Reproduce the data below with every occurrence of "well-known text" renamed to "WKT", leaving all other text unchanged.
========================================================================
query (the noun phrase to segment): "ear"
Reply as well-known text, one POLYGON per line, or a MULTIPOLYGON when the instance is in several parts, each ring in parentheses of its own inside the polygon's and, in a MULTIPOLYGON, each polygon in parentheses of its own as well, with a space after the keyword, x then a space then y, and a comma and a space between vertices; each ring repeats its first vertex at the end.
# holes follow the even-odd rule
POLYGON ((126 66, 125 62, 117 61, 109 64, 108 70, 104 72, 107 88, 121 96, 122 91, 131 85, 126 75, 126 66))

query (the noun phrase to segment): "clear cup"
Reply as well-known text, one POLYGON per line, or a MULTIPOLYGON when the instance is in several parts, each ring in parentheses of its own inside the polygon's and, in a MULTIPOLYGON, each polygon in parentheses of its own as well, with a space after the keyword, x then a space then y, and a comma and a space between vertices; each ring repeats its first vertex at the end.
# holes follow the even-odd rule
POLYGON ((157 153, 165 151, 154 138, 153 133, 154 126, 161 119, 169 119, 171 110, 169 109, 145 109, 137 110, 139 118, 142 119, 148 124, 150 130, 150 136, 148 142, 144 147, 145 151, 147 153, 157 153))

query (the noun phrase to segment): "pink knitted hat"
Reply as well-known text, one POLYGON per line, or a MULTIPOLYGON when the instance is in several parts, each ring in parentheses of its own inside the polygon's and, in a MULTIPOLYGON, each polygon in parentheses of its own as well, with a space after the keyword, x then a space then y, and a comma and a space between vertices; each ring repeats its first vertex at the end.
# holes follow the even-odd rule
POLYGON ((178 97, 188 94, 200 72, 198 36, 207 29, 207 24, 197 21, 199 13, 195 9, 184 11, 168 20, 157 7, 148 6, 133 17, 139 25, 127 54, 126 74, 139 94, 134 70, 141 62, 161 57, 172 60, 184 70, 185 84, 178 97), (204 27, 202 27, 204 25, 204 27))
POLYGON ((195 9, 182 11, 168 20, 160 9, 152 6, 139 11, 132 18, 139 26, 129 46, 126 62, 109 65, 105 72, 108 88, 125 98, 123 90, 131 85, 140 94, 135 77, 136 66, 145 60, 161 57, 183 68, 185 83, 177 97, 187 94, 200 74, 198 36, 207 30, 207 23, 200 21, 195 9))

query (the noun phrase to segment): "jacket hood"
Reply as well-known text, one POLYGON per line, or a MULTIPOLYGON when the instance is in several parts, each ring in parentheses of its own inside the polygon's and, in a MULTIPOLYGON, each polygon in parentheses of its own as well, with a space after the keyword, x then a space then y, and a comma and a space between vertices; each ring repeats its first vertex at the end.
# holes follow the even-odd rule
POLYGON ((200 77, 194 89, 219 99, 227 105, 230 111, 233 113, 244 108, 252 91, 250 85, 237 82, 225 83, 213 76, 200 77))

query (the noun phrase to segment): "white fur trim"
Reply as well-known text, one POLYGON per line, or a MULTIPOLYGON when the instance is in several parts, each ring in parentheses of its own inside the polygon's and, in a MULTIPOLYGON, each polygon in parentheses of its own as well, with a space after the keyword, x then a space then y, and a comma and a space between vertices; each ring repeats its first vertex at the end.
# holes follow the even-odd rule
========================================================================
Output of the exercise
query (the noun phrase to segment): "ear"
Reply as WKT, one POLYGON per line, or a MULTIPOLYGON when the instance is in several parts, each ring in parentheses of its own inside the polygon's and, in a MULTIPOLYGON, each polygon in parentheses of its own as well, with a space after the keyword, x then a space then y, and a comma and a space between vertices; each ring repeats its first vertex at the end.
# holes follow the even-odd rule
POLYGON ((126 66, 125 62, 117 61, 109 64, 108 70, 104 72, 107 88, 121 96, 122 91, 131 85, 126 75, 126 66))

query (the noun phrase to segment): "clear cup"
Reply as WKT, one POLYGON per line, or a MULTIPOLYGON when the instance is in several parts, each ring in parentheses of its own inside the polygon's and, in a MULTIPOLYGON, each polygon in parentheses of its own as well, with a space after the keyword, x then a space then y, and a comma and a space between vertices; each ring repeats its first vertex at the end.
# holes follow the even-odd rule
POLYGON ((157 153, 165 151, 154 138, 153 133, 154 126, 161 119, 169 119, 171 110, 169 109, 145 109, 137 110, 139 118, 142 119, 148 124, 150 130, 150 136, 148 142, 144 147, 145 151, 147 153, 157 153))

query (the noun phrase to segment): "pink knitted hat"
Reply as WKT, one POLYGON per line, or a MULTIPOLYGON when the instance is in several parts, each ring in parentheses of its own inside the polygon's and, in a MULTIPOLYGON, each polygon in parentheses of its own as well, with a space after the keyword, x then a space then y, and a comma and a space between vertices; each ring repeats its first vertex at the end.
# holes follow the even-odd rule
POLYGON ((178 97, 188 94, 200 72, 198 36, 207 29, 207 24, 197 21, 199 13, 195 9, 184 11, 168 20, 157 7, 148 6, 133 17, 139 25, 127 54, 126 74, 139 94, 134 70, 141 62, 161 57, 172 60, 184 70, 185 84, 178 97), (204 27, 202 27, 204 25, 204 27))
POLYGON ((195 9, 182 11, 168 20, 160 9, 152 6, 139 11, 132 18, 139 26, 129 46, 126 62, 109 65, 105 72, 108 88, 125 98, 123 90, 131 85, 140 94, 135 77, 136 66, 145 60, 161 57, 183 68, 185 83, 177 97, 187 94, 200 74, 198 36, 207 30, 207 23, 200 21, 195 9))

query (the noun phrase to segment): "jacket hood"
Reply as WKT, one POLYGON per line, or a MULTIPOLYGON when the instance is in several parts, each ring in parentheses of its own inside the polygon's and, in a MULTIPOLYGON, each polygon in parentheses of its own as well, with a space after the keyword, x then a space then y, and a comma and a space between vertices; each ring repeats its first vertex at the end.
# holes follow the even-odd rule
POLYGON ((200 77, 194 89, 219 99, 227 105, 230 111, 233 113, 244 108, 252 91, 250 85, 237 82, 225 83, 213 76, 200 77))

query (the noun phrase to segment): "white fur trim"
Reply as WKT, one POLYGON per line, or a MULTIPOLYGON when the instance is in several parts, each ring in parentheses of its own inside the polygon's and, in a MULTIPOLYGON, each polygon in parentheses of its own as well, with a space after the keyword, x then a space then y, and a comma and a space between vertices; each ring repeats its first vertex at the end.
# holes follow the even-odd rule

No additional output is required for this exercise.